## start GIVEN RECORDS

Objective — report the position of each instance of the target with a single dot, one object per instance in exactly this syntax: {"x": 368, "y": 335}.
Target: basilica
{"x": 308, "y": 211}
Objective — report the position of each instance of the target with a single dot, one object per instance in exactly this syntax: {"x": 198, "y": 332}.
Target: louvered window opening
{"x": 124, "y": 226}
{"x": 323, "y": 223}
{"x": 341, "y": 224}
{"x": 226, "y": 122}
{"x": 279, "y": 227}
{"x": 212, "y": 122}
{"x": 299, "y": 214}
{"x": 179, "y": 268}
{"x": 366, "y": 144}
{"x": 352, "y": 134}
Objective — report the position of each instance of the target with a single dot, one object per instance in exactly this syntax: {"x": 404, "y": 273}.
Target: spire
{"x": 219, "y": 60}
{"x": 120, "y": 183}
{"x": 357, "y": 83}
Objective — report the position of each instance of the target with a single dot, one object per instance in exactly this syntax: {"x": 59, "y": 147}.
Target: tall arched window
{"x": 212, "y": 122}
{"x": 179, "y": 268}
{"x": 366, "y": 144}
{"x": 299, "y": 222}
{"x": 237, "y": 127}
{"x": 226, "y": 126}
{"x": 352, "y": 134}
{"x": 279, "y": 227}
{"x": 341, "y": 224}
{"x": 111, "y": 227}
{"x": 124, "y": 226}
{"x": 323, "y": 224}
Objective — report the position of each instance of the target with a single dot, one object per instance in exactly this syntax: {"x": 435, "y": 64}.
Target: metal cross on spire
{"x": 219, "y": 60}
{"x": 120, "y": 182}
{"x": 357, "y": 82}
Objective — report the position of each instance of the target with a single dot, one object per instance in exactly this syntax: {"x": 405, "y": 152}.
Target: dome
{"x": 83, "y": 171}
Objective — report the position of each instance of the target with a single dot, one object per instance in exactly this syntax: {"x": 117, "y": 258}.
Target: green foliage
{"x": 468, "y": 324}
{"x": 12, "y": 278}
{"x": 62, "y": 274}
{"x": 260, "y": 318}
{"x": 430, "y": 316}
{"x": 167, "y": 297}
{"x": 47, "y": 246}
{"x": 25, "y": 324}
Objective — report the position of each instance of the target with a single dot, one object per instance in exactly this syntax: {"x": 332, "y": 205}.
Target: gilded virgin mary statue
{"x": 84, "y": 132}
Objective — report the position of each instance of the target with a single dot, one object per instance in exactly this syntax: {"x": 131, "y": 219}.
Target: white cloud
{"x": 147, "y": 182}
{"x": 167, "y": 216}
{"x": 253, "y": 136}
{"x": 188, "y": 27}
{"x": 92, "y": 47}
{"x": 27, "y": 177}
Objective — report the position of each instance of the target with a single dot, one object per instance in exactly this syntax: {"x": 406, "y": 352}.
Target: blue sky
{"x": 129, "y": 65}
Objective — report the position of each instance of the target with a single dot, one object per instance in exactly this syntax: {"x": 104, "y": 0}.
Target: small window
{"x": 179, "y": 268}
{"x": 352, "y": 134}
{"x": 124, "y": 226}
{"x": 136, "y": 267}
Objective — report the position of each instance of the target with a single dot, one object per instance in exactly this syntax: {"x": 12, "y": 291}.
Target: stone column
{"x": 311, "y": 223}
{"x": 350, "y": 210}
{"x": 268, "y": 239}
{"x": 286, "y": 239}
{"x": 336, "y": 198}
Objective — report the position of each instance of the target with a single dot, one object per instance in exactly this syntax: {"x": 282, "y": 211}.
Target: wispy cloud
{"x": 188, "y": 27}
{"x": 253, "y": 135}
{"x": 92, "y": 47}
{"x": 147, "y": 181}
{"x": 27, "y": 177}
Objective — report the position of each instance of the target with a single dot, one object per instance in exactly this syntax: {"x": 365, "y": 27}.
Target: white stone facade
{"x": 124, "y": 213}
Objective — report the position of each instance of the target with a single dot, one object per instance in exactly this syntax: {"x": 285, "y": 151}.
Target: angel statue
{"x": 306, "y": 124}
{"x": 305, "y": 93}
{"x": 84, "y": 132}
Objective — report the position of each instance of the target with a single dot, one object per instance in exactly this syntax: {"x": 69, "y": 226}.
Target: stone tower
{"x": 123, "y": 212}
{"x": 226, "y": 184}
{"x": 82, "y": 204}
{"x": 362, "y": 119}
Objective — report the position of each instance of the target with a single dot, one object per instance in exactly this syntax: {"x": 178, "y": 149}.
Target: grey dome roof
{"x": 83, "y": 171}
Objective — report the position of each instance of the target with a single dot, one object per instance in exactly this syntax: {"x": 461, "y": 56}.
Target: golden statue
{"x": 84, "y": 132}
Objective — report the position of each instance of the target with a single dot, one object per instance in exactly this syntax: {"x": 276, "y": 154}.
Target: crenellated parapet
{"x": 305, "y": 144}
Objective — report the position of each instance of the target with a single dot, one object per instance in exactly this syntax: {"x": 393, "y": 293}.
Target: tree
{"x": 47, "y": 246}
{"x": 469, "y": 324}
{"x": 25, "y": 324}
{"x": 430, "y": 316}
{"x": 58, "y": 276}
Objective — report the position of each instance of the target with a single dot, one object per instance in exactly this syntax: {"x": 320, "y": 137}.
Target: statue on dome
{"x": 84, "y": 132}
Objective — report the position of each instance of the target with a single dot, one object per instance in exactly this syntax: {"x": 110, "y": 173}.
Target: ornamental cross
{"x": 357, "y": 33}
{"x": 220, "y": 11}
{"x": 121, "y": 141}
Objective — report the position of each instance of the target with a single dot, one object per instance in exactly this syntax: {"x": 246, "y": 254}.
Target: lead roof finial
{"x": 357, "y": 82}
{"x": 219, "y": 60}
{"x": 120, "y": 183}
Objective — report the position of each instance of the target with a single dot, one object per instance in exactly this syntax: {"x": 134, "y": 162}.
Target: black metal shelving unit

## end GIVEN RECORDS

**WHAT YOU NEED TO DO**
Pull out each line of the entries above that contains the string "dome", treating uppercase and lowercase as different.

**RIGHT ANSWER**
Target: dome
Target: grey dome roof
Target: statue on dome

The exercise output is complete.